### [Task instructions]
(a) Return the blog post about aging word for word from "All this talk" to "what we are?".
(b) Take the blog post about aging further, picking up after its final sentence.

### [Quoted passage]

# # #

Monday, June 14, 2010

thoughts on aging

Rose posted this as her facebook status this morning…

 

 “There is a fountain of youth: it is your mind, your talents, the creativity you bring to your life and the lives of people you love. When you learn to tap this source, you will truly have defeated age. ” —Sophia Loren (1934-); actress

 

And she didn’t even know this post was already in the works! 

 

All this talk about aging must have triggered something in my brain.  This morning as I was getting out of the shower I suddenly realized that I am 46 years old!  FORTY-SIX! When did that happen?  It freaked me out to the point of near hyperventilation!  Seriously.  It was the strangest feeling!

 

The thing is don’t feel “that old.”  I don’t feel middle-aged.  Isn’t that what we are? 

 

This led me to begin thinking about my physical condition.  For a woman of our age I am not in bad shape.  I’m not bikini model but as I thought about my age this morning I began to wonder if I really want to look like a bikini model.  I currently weigh 154 lbs.  When I am standing up I have a little bit of a pooch but it isn’t horrible—In fact just had someone ask me if I’ve lost weight (um, nope).  I have love handles but nowhere near as bad as I used to; nor as bad as they could be.  I wear a size 8 in most of my pants (except those Lucky’s).  That’s pretty damn good; it’s smaller than I have been in a very long time.  I wore a size 10/12 for years.  I’m not completely dissatisfied with my physique but like all women wonder if I could do better.

# # #

Saved entries:
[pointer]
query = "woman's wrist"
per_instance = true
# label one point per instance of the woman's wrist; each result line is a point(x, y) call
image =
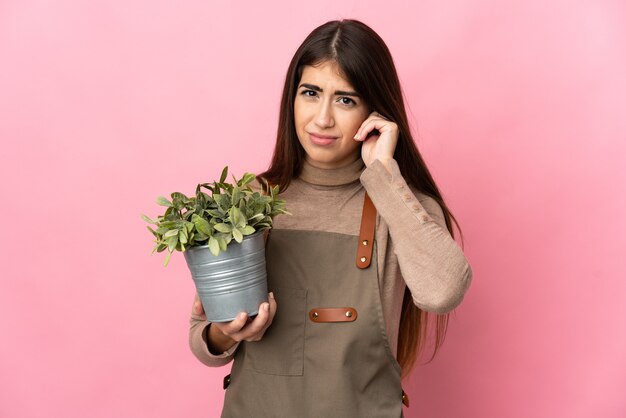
point(218, 342)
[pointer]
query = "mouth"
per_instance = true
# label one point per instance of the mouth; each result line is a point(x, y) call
point(319, 139)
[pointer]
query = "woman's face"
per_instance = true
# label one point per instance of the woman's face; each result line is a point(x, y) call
point(327, 114)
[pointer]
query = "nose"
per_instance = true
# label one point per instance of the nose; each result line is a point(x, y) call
point(324, 117)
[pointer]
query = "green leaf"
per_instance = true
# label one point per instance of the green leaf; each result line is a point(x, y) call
point(170, 233)
point(221, 227)
point(162, 201)
point(202, 225)
point(171, 243)
point(214, 246)
point(199, 236)
point(236, 196)
point(183, 236)
point(237, 218)
point(237, 235)
point(224, 174)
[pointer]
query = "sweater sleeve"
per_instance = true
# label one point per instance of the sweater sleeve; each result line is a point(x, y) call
point(431, 262)
point(198, 328)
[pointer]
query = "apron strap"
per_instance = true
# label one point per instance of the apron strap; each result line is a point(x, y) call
point(366, 236)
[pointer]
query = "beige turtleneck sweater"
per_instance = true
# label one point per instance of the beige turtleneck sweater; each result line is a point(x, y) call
point(414, 248)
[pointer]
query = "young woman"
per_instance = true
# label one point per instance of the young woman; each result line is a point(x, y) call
point(351, 281)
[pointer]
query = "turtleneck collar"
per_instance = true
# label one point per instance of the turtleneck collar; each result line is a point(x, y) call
point(332, 176)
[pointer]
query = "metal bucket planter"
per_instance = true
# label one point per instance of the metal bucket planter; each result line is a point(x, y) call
point(232, 282)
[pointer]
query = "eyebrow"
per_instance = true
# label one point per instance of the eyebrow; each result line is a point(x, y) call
point(337, 92)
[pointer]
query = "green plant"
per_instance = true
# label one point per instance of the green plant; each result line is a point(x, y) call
point(230, 211)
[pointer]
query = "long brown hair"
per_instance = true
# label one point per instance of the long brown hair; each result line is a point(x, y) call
point(366, 63)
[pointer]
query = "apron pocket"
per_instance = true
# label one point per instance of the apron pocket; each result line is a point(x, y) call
point(281, 350)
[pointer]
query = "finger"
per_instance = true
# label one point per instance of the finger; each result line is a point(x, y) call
point(371, 123)
point(197, 308)
point(254, 330)
point(233, 327)
point(271, 313)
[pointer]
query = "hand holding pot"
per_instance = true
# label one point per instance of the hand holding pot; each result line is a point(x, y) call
point(224, 335)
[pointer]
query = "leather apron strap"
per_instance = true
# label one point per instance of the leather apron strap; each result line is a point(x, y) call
point(326, 352)
point(366, 236)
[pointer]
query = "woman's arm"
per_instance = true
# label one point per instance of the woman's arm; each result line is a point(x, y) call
point(214, 344)
point(432, 264)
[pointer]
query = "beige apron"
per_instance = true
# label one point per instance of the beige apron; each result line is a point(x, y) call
point(326, 353)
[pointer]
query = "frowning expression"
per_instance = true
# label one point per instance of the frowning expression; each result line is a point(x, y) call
point(327, 114)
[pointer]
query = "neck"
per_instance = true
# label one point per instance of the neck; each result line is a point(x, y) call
point(332, 176)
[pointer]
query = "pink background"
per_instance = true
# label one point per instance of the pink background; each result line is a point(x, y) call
point(520, 110)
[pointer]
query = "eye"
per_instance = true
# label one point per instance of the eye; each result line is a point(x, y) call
point(347, 101)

# # #

### [Task-by-task results]
(a)
All this talk about aging must have triggered something in my brain.  This morning as I was getting out of the shower I suddenly realized that I am 46 years old!  FORTY-SIX! When did that happen?  It freaked me out to the point of near hyperventilation!  Seriously.  It was the strangest feeling!

 

The thing is don’t feel “that old.”  I don’t feel middle-aged.  Isn’t that what we are?

(b)
 

I am going to be doing some serious soul searching over the next couple of weeks about what my goal would be in going through the LEP.  The questions I’ll be mulling over will be:  If I do LEP what goals would I be setting?  Losing weight?  Why?  Do I really need to maintain the body of a figure model or bikini model?  What’s the point? I want to be completely sure why I’m spending $700.

 

A lot of stuff mulling around in my mind.  I’ll be posting more I’m sure.

 

 

4 comments:

Anonymous said...

I am 42 but I have also had a few of those "WTF" moments when it comes to the age thing. I also occasionally experience real fear and panic over the prospect of dying. But, like everything else, it passes.

I like where you're going with this. I think so often in life we are driven by society goals which we've somehow absorbed and made our own even though they aren't necessarily productive/valuable for us.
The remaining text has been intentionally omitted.